Turn the stretch from the row containing "Point out the broken" through the last row into a Markdown table with the columns No. and Line, numbering each line and leaving out blank lines.

◆ PROVIDED INFORMATION
· · · ·

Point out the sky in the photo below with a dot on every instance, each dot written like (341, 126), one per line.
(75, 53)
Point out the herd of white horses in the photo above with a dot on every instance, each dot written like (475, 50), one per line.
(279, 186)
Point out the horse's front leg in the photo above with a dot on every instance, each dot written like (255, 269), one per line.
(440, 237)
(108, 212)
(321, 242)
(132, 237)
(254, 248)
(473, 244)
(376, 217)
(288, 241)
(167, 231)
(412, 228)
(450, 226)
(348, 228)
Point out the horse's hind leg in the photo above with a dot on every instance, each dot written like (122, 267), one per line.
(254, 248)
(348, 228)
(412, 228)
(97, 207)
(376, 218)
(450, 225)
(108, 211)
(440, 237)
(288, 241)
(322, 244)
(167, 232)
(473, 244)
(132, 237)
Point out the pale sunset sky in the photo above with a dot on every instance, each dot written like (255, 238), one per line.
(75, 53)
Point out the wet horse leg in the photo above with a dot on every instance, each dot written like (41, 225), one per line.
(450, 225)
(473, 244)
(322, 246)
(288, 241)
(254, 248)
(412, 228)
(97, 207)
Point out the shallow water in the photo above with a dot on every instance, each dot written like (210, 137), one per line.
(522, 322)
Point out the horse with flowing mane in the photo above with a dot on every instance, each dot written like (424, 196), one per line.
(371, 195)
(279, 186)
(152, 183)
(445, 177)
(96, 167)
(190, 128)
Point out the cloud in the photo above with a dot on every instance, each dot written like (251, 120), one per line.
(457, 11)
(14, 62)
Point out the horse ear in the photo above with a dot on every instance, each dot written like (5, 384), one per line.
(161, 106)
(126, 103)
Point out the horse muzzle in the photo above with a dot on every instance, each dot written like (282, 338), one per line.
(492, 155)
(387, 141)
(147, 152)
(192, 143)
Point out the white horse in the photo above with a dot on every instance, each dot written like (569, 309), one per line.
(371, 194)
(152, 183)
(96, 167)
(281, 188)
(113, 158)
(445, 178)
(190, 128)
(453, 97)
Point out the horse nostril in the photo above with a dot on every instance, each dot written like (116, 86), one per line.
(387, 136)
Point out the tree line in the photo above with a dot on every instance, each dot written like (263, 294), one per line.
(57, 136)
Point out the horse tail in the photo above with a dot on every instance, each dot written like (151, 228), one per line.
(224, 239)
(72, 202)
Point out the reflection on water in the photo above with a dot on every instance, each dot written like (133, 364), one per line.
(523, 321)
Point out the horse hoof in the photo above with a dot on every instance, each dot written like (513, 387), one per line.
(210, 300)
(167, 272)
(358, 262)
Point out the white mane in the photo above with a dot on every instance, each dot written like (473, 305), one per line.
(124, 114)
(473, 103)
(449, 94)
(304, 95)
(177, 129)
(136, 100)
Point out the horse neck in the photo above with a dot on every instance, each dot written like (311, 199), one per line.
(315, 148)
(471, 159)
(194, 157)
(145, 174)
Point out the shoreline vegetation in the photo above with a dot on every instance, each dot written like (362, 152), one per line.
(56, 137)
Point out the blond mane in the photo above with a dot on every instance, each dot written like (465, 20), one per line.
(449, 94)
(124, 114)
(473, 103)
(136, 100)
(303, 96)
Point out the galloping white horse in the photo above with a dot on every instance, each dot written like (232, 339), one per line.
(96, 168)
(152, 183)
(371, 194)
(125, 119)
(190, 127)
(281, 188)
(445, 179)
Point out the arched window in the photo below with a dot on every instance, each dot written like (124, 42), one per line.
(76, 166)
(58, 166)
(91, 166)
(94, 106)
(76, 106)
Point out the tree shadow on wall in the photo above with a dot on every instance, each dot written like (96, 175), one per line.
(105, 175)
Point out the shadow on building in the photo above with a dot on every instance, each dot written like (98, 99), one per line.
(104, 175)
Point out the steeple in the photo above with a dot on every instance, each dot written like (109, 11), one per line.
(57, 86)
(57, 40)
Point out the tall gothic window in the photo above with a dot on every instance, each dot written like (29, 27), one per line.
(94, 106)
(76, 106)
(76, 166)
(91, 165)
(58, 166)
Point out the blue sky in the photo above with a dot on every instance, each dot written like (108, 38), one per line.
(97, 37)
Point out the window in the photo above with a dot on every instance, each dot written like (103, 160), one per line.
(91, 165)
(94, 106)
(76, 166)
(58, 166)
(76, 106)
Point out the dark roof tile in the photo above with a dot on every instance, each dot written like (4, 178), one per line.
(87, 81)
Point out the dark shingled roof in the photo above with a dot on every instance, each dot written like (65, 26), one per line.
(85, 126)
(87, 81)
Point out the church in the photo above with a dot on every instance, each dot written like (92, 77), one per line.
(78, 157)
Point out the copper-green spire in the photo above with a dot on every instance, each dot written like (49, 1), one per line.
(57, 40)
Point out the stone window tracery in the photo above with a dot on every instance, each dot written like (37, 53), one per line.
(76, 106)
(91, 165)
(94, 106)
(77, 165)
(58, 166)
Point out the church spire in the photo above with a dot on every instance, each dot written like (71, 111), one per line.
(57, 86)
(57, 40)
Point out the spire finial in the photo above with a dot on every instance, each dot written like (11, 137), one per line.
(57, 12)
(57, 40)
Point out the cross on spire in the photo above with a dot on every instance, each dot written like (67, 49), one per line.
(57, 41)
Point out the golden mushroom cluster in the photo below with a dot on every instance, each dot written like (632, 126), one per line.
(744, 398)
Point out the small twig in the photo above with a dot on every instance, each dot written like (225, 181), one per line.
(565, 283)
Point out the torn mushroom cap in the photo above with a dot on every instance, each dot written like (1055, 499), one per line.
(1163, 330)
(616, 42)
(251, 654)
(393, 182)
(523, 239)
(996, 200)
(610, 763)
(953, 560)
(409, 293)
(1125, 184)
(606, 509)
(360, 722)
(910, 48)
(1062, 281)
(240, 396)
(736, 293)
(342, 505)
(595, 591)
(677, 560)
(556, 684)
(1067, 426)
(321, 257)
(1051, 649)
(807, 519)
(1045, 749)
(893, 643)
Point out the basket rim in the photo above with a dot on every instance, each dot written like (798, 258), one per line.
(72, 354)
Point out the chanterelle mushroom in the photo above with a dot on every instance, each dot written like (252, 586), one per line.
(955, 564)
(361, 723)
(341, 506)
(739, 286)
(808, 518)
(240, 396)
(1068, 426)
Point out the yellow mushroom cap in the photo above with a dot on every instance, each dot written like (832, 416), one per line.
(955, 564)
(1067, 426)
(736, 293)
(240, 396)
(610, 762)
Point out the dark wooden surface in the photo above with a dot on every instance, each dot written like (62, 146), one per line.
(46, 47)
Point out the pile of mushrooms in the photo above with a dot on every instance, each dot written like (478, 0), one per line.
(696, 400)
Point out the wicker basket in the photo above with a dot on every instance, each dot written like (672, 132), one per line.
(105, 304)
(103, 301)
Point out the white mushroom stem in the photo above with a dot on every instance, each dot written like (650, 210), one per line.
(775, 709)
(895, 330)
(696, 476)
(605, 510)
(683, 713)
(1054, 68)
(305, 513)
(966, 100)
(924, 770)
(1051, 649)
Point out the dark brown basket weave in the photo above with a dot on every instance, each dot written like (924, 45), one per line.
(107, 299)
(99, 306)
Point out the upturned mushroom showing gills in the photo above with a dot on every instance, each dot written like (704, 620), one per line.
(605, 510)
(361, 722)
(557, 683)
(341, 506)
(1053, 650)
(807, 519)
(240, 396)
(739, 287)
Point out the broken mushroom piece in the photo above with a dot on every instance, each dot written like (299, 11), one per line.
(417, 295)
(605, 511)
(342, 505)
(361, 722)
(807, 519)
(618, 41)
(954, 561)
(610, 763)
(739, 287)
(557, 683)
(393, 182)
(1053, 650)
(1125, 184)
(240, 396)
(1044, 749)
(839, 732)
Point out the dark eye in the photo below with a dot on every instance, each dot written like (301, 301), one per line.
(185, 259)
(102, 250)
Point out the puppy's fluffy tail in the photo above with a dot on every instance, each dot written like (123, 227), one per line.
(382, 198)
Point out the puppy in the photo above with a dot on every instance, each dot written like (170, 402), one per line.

· · · ·

◆ FINISHED TASK
| No. | Line |
|---|---|
| 1 | Point out the broken mushroom piece in the photo above with a dot on every instance, each dot written like (299, 11), one per line. |
| 2 | (417, 295) |
| 3 | (605, 511) |
| 4 | (342, 505) |
| 5 | (361, 722) |
| 6 | (807, 519) |
| 7 | (618, 41) |
| 8 | (954, 561) |
| 9 | (610, 763) |
| 10 | (739, 287) |
| 11 | (557, 683) |
| 12 | (393, 182) |
| 13 | (1053, 650) |
| 14 | (1125, 184) |
| 15 | (240, 396) |
| 16 | (1044, 749) |
| 17 | (839, 732) |
| 18 | Point out the dark eye in the photo below with a dot on every instance, each dot written like (301, 301), one per line. |
| 19 | (185, 259) |
| 20 | (102, 250) |
| 21 | Point out the puppy's fluffy tail in the photo above with a dot on every instance, each dot written like (123, 227), one per line. |
| 22 | (382, 198) |
| 23 | Point out the puppy in the photo above with a dot on every instance, each dot written like (170, 402), one per line. |